Task prompt
Copy the records below with "lounge chair" replaced by "deck chair" and nothing else changed. Leave the pictures out.
* START The input *
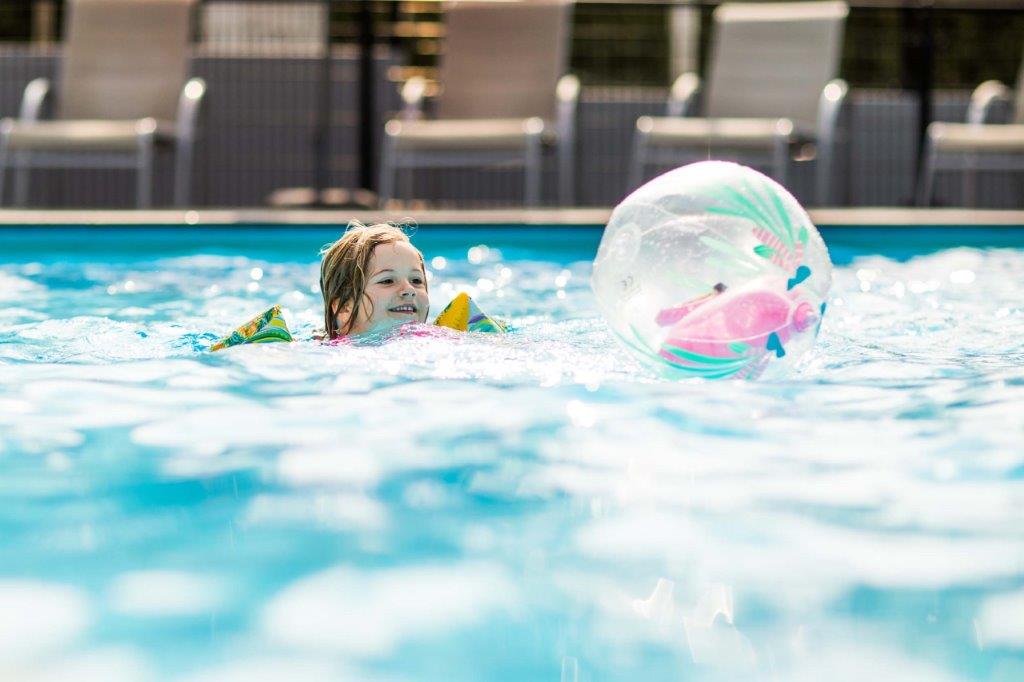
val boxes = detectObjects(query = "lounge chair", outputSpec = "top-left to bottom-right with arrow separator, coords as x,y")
631,2 -> 849,204
918,49 -> 1024,206
0,0 -> 206,208
200,0 -> 328,57
379,0 -> 580,206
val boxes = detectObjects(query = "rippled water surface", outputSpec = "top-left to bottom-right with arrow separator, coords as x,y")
0,227 -> 1024,682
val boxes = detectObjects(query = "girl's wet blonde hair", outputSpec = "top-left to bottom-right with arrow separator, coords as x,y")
321,222 -> 427,339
* END The input *
Solution for this problem
val boxes = detectObjects(query = "deck chair", outputSpec = "top-left to bottom-right with arrow separator, coords as x,y")
631,2 -> 849,204
918,49 -> 1024,206
0,0 -> 206,208
200,0 -> 328,57
379,0 -> 580,206
val boxes = detectObjects(query = "rippled water surface", outputSpec = "top-left to bottom-right with arrow separator, coords as x,y")
0,227 -> 1024,682
val boxes = detectObjects(query = "girl's wet blonde hair", outputSpec = "top-left to bottom-right with arrow separator, coords as x,y")
321,222 -> 427,339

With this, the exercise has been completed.